▸ 练习任务
1. 请判断下列三项陈述是否符合下方的 DQN 训练节选,每项回答“是”或“否”,并原样引用节选中起决定作用的文字。(a) 选择随机动作的概率以线性方式衰减。(b) plot_durations 绘制的平均值取自过去 100 个剧集。(c) EPS_DECAY 的值越大,epsilon 衰减得越快。
2. 请从下方的 DQN 训练节选最后一行之后接着往下续写。

▸ 节选
───

我们的模型将是一个前馈神经网络,它接收当前屏幕补丁和先前屏幕补丁之间的差异。它有两个输出,分别代表 \(Q(s, \mathrm{left})\)\(Q(s, \mathrm{right})\)(其中 \(s\) 是网络的输入)。实际上,该网络试图预测给定当前输入采取每个动作的预期回报

class DQN(nn.Module):

    def __init__(self, n_observations, n_actions):
        super(DQN, self).__init__()
        self.layer1 = nn.Linear(n_observations, 128)
        self.layer2 = nn.Linear(128, 128)
        self.layer3 = nn.Linear(128, n_actions)

    # Called with either one element to determine next action, or a batch
    # during optimization. Returns tensor([[left0exp,right0exp]...]).
    def forward(self, x):
        x = F.relu(self.layer1(x))
        x = F.relu(self.layer2(x))
        return self.layer3(x)

训练#

超参数和实用程序#

此单元实例化我们的模型及其优化器,并定义一些实用程序

  • select_action - 将根据 epsilon 贪婪策略选择一个动作。简单地说,我们有时会使用我们的模型来选择动作,有时我们会均匀地随机选择一个动作。选择随机动作的概率将从 EPS_START 开始,并以指数方式衰减到 EPS_ENDEPS_DECAY 控制衰减速率。

  • plot_durations - 用于绘制剧集持续时间,以及过去 100 个剧集的平均值(官方评估中使用的指标)。该图将在包含主训练循环的单元格下方,并在每个剧集之后更新。

# BATCH_SIZE is the number of transitions sampled from the replay buffer
# GAMMA is the discount factor as mentioned in the previous section
# EPS_START is the starting value of epsilon
# EPS_END is the final value of epsilon
# EPS_DECAY controls the rate of exponential decay of epsilon, higher means a slower decay
# TAU is the update rate of the target network
# LR is the learning rate of the ``AdamW`` optimizer

BATCH_SIZE = 128
GAMMA = 0.99
EPS_START = 0.9
EPS_END = 0.01
EPS_DECAY = 2500
TAU = 0.005
LR = 3e-4


# Get number of actions from gym action space
n_actions = env.action_space.n
# Get the number of state observations
state, info = env.reset()
n_observations = len(state)

policy_net = DQN(n_observations, n_actions).to(device)
target_net = DQN(n_observations, n_actions).to(device)
target_net.load_state_dict(policy_net.state_dict())

optimizer = optim.AdamW(policy_net.parameters(), lr=LR, amsgrad=True)

───

▸ 数据摘录
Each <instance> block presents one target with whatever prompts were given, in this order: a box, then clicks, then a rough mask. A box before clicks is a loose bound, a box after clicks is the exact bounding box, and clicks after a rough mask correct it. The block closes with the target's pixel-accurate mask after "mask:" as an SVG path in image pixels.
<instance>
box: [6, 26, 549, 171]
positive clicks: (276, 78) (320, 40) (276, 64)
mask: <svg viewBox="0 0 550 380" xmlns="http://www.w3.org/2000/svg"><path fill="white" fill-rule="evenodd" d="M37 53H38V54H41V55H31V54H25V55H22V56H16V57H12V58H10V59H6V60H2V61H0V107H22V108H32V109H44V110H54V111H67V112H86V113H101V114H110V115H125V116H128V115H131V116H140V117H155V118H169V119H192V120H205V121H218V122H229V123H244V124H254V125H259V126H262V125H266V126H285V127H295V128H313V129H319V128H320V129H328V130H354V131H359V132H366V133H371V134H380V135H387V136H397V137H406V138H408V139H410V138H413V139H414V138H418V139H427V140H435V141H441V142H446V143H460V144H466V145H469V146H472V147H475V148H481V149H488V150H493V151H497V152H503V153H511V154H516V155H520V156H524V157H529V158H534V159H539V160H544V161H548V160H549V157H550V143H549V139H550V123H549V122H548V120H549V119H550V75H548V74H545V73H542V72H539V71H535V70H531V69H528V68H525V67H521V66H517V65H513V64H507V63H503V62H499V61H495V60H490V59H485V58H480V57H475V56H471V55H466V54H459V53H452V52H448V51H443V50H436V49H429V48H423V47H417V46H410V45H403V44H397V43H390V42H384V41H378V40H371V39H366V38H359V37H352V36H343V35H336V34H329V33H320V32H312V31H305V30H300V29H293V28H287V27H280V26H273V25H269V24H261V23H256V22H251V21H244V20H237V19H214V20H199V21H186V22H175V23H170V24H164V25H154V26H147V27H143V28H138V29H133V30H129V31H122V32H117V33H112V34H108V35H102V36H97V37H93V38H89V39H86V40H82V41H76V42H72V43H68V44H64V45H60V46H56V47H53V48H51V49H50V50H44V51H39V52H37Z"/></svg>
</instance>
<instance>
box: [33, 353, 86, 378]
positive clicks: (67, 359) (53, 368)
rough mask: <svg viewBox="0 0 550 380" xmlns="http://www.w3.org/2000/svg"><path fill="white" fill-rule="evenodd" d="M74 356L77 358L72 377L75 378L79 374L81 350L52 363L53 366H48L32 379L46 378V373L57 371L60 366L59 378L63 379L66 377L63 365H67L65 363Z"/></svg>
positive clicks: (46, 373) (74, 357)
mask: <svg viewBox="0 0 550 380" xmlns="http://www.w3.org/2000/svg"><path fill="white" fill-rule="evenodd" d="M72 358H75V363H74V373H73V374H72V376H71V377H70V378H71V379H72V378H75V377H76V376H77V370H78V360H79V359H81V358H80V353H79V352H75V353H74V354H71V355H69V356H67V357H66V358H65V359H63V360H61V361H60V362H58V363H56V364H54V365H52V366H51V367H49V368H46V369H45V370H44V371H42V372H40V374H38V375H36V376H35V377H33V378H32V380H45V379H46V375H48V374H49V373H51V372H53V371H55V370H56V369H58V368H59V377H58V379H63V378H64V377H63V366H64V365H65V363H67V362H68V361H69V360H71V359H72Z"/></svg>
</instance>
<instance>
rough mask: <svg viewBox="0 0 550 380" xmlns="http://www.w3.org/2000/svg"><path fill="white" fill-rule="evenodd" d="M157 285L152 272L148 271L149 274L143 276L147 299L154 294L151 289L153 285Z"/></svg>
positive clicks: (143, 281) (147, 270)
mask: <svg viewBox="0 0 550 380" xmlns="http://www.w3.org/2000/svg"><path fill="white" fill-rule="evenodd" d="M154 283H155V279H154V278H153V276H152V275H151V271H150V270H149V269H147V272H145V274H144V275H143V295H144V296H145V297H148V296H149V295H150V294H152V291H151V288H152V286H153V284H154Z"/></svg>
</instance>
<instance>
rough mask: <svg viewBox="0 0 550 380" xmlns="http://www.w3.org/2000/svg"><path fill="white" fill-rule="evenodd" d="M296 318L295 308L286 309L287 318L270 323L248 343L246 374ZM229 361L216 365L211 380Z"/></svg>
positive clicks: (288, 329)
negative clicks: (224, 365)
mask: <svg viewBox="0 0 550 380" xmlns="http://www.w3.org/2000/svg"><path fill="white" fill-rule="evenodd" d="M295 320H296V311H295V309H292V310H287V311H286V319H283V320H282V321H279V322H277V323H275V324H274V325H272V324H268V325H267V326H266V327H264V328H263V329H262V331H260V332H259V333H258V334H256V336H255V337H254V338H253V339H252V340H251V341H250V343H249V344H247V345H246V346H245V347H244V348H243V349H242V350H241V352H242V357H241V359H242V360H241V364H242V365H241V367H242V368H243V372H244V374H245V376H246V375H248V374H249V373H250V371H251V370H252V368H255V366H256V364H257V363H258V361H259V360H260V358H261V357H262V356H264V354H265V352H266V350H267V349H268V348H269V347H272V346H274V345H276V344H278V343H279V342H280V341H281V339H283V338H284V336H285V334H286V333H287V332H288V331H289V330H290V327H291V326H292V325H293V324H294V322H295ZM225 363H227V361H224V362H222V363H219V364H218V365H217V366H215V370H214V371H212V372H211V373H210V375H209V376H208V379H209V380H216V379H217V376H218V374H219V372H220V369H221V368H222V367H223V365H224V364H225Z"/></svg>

───

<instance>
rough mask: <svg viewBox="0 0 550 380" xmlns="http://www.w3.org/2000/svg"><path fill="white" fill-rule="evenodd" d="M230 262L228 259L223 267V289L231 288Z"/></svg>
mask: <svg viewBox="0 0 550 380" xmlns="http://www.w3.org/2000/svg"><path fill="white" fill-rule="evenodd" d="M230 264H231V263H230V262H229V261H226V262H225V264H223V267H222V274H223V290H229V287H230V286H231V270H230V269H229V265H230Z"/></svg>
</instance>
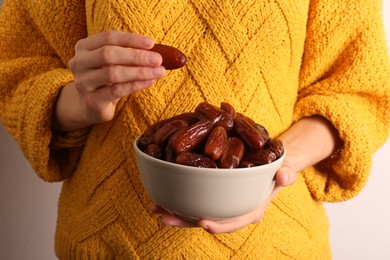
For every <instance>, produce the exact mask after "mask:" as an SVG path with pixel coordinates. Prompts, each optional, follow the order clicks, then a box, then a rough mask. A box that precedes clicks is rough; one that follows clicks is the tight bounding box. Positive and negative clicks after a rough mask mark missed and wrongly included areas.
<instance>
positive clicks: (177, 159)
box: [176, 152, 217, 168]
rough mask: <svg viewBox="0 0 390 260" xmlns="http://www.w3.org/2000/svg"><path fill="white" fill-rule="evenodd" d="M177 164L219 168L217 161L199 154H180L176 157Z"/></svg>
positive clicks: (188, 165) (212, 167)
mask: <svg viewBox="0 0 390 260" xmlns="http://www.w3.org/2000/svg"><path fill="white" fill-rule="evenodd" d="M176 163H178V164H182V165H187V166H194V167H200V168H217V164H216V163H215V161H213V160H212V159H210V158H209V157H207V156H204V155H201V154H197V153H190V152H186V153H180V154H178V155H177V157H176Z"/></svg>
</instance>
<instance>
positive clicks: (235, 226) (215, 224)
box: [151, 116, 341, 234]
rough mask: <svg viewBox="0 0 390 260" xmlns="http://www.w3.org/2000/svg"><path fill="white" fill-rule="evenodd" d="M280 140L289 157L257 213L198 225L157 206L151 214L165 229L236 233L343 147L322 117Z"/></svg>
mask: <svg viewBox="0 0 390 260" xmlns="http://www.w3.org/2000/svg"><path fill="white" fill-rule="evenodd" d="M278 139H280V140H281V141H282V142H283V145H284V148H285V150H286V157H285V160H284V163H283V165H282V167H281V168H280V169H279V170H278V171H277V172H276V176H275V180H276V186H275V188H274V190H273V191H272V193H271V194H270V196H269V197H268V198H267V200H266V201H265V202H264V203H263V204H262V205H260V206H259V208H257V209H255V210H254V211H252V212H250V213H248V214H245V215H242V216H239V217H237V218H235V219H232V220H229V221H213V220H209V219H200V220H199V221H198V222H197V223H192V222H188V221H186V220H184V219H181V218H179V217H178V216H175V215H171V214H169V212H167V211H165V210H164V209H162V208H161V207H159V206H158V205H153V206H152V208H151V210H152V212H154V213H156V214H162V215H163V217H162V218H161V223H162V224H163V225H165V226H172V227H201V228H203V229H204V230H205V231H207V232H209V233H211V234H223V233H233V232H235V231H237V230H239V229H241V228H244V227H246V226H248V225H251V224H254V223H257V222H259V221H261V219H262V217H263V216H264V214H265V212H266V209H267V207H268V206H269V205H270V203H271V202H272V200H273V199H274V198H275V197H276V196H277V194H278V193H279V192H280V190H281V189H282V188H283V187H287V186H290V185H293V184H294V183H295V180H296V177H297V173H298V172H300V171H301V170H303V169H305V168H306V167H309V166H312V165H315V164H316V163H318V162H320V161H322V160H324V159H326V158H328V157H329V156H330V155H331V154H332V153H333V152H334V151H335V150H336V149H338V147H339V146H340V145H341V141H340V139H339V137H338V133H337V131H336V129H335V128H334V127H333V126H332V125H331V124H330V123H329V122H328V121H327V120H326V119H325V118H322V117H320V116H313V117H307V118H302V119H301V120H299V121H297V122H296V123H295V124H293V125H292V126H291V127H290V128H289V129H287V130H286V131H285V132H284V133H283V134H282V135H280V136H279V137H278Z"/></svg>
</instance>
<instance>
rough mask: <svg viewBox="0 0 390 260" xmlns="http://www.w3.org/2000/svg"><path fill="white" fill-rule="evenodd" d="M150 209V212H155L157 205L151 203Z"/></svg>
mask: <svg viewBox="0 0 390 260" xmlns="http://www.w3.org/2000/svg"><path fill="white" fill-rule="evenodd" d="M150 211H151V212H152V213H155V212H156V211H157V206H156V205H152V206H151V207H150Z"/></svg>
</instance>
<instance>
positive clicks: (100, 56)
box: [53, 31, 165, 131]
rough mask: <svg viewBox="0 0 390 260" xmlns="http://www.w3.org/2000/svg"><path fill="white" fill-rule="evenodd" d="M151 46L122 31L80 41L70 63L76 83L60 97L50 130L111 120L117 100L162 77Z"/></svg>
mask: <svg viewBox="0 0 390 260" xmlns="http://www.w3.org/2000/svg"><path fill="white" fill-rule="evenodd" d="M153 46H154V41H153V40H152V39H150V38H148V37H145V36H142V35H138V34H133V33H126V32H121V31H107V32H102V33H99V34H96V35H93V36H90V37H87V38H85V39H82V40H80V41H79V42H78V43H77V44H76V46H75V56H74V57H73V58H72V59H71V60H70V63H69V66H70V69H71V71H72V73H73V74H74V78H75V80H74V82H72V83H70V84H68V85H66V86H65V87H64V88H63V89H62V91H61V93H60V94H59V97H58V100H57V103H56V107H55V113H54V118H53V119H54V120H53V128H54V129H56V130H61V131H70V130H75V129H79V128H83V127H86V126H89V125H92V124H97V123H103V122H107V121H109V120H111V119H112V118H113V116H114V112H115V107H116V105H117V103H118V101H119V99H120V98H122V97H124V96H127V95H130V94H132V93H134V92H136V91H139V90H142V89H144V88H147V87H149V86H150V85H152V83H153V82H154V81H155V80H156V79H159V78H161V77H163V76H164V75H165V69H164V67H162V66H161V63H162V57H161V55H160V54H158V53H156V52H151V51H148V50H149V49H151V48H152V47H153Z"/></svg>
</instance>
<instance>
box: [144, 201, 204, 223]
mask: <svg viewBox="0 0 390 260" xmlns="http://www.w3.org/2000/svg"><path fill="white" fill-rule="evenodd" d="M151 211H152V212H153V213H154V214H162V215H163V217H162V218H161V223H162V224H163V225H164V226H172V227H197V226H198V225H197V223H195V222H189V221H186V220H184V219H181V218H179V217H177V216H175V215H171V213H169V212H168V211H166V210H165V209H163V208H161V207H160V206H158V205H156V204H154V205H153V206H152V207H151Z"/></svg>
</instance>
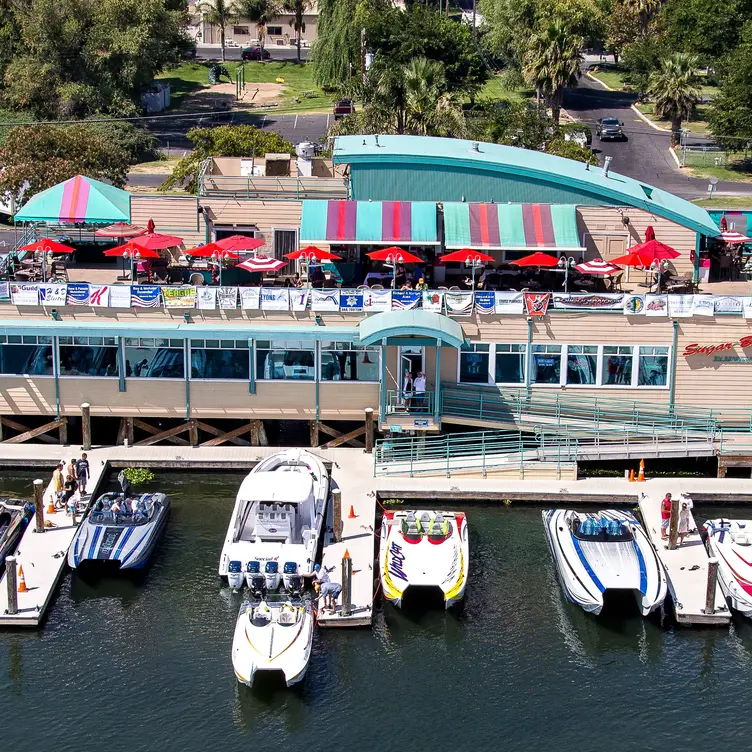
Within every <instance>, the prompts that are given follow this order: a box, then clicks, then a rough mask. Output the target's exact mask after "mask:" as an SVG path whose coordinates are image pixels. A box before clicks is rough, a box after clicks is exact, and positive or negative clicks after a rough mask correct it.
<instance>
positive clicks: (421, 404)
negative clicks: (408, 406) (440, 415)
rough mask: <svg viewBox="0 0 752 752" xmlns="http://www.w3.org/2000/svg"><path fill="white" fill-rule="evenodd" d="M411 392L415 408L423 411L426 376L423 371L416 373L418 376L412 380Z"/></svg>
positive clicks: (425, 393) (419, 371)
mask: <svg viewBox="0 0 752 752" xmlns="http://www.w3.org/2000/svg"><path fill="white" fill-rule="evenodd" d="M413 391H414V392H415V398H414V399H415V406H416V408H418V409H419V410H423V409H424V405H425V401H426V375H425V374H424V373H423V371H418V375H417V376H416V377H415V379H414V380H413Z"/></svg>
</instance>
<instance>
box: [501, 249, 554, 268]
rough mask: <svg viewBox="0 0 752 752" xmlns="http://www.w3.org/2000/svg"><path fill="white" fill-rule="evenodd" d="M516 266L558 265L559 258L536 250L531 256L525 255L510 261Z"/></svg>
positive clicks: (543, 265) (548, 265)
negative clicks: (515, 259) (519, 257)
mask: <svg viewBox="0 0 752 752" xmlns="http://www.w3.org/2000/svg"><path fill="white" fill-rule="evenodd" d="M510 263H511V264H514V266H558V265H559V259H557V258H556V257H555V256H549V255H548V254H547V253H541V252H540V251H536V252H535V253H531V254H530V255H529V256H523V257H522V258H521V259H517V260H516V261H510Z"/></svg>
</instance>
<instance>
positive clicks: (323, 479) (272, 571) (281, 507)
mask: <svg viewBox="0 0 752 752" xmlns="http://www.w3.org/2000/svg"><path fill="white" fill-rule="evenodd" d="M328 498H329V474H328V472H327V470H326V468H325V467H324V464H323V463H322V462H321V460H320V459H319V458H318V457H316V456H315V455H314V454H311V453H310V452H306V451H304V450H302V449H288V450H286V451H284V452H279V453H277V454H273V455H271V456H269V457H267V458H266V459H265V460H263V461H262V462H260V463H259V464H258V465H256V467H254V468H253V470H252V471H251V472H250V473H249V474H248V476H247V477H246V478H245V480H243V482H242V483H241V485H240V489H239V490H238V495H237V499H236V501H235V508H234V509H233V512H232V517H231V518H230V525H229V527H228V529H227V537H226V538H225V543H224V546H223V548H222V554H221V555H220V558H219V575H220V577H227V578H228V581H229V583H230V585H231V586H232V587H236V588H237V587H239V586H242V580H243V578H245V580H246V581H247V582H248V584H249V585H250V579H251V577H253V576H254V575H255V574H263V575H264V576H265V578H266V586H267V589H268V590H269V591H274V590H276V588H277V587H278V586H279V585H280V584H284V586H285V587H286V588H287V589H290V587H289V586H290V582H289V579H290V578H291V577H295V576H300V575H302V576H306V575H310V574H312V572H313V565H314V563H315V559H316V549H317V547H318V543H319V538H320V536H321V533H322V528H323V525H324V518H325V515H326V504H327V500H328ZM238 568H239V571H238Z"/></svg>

───

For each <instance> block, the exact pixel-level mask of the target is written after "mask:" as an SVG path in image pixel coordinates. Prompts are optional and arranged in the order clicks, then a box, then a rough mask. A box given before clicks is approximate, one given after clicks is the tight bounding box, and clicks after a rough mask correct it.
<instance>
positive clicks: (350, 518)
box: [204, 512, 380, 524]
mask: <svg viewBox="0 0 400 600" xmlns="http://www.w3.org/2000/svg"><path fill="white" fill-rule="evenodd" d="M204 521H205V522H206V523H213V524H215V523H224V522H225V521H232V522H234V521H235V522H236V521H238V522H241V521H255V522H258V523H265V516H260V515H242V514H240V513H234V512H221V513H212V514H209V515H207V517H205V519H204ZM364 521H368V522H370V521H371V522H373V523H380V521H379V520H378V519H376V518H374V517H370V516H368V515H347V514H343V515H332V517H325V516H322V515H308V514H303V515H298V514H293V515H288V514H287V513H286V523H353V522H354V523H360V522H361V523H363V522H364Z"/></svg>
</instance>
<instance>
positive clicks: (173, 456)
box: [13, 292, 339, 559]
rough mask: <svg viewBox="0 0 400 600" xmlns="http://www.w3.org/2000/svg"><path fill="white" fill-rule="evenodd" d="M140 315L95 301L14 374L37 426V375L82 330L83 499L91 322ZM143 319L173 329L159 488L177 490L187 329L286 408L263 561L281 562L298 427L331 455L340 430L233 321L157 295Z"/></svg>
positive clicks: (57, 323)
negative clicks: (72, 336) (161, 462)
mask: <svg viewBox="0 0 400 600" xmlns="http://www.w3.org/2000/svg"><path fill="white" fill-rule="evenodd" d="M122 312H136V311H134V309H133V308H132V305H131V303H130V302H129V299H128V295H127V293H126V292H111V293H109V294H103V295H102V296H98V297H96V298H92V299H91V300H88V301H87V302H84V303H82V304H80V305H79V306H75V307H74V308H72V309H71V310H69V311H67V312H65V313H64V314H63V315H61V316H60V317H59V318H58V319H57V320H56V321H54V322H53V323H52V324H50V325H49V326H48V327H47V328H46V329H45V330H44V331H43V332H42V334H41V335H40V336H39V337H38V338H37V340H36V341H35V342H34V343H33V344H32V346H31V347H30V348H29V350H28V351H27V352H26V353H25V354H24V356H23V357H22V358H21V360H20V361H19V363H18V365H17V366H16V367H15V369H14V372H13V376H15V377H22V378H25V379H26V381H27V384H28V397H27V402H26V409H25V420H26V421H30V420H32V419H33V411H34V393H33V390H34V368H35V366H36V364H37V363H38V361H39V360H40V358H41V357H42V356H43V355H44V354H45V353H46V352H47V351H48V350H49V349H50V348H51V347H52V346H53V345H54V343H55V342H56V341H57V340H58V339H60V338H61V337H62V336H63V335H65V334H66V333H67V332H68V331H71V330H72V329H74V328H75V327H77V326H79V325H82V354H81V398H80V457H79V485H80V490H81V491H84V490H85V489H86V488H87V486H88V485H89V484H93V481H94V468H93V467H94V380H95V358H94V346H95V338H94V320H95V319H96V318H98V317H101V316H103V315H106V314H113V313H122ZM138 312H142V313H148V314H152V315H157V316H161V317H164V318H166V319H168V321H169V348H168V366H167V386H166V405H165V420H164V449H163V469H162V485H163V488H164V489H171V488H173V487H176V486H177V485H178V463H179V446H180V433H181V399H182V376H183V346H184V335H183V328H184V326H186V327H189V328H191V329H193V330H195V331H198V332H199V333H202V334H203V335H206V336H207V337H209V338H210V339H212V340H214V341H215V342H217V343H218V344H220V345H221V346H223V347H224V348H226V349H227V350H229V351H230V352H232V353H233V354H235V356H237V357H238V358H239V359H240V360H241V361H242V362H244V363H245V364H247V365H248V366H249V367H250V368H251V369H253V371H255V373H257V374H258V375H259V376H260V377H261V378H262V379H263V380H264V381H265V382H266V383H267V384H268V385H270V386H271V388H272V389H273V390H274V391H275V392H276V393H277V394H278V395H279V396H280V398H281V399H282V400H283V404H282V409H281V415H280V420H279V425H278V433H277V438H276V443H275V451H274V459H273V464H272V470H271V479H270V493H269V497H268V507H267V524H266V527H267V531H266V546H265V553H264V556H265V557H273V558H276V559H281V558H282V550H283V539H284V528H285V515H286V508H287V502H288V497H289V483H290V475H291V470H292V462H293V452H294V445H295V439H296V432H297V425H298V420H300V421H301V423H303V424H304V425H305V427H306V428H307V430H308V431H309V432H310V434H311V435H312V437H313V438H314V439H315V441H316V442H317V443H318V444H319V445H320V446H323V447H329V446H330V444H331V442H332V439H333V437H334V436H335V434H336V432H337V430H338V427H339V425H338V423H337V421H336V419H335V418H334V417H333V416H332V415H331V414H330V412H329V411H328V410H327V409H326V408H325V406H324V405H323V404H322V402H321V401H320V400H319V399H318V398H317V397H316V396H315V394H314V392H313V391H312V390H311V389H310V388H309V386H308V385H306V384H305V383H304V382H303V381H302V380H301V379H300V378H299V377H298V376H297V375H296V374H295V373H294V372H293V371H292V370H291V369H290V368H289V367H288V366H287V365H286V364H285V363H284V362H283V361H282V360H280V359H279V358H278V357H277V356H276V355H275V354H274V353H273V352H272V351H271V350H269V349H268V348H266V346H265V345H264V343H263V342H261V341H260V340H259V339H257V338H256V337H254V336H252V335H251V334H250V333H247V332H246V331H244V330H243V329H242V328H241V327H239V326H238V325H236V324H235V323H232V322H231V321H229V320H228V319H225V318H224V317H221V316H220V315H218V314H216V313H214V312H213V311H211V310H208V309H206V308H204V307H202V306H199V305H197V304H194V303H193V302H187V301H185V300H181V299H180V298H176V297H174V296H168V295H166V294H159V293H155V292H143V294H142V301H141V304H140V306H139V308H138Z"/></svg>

───

▸ 练习结果
1.
(a) 否:“并以指数方式衰减到”
(b) 是:“以及过去 100 个剧集的平均值”
(c) 否:“higher means a slower decay”

2.
memory = ReplayMemory(10000)


steps_done = 0


def select_action(state):
    global steps_done
    sample = random.random()
    eps_threshold = EPS_END + (EPS_START - EPS_END) * \
        math.exp(-1. * steps_done / EPS_DECAY)
    steps_done += 1
    if sample > eps_threshold:
        with torch.no_grad():
            # t.max(1) will return the largest column value of each row.
            # second column on max result is index of where max element was
            # found, so we pick action with the larger expected reward.
            return policy_net(state).max(1).indices.view(1, 1)
    else:
        return torch.tensor([[env.action_space.sample()]], device=device, dtype=torch.long)


episode_durations = []


def plot_durations(show_result=False):
    plt.figure(1)
    durations_t = torch.tensor(episode_durations, dtype=torch.float)
    if show_result:
        plt.title('Result')
    else:
        plt.clf()
        plt.title('Training...')
    plt.xlabel('Episode')
    plt.ylabel('Duration')
    plt.plot(durations_t.numpy())
    # Take 100 episode averages and plot them too
    if len(durations_t) >= 100:
        means = durations_t.unfold(0, 100, 1).mean(1).view(-1)
        means = torch.cat((torch.zeros(99), means))
        plt.plot(means.numpy())

    plt.pause(0.001)  # pause a bit so that plots are updated
    if is_ipython:
        if not show_result:
            display.display(plt.gcf())
            display.clear_output(wait=True)
        else:
            display.display(plt.gcf())

训练循环#

最后,用于训练我们模型的代码。

在这里,您可以找到一个执行单个优化步骤的 optimize_model 函数。它首先对一批进行采样,将所有张量连接成一个张量,计算 \(Q(s_t, a_t)\)\(V(s_{t+1}) = \max_a Q(s_{t+1}, a)\),并将它们组合到我们的损失中。根据定义,如果 \(s\) 是一个终止状态,则我们将 \(V(s) = 0\)。我们还使用目标网络来计算 \(V(s_{t+1})\) 以增加稳定性。目标网络在每个步骤中以 软更新 控制,该更新由之前定义的超参数 TAU 控制。

def optimize_model():
    if len(memory) < BATCH_SIZE:
        return
    transitions = memory.sample(BATCH_SIZE)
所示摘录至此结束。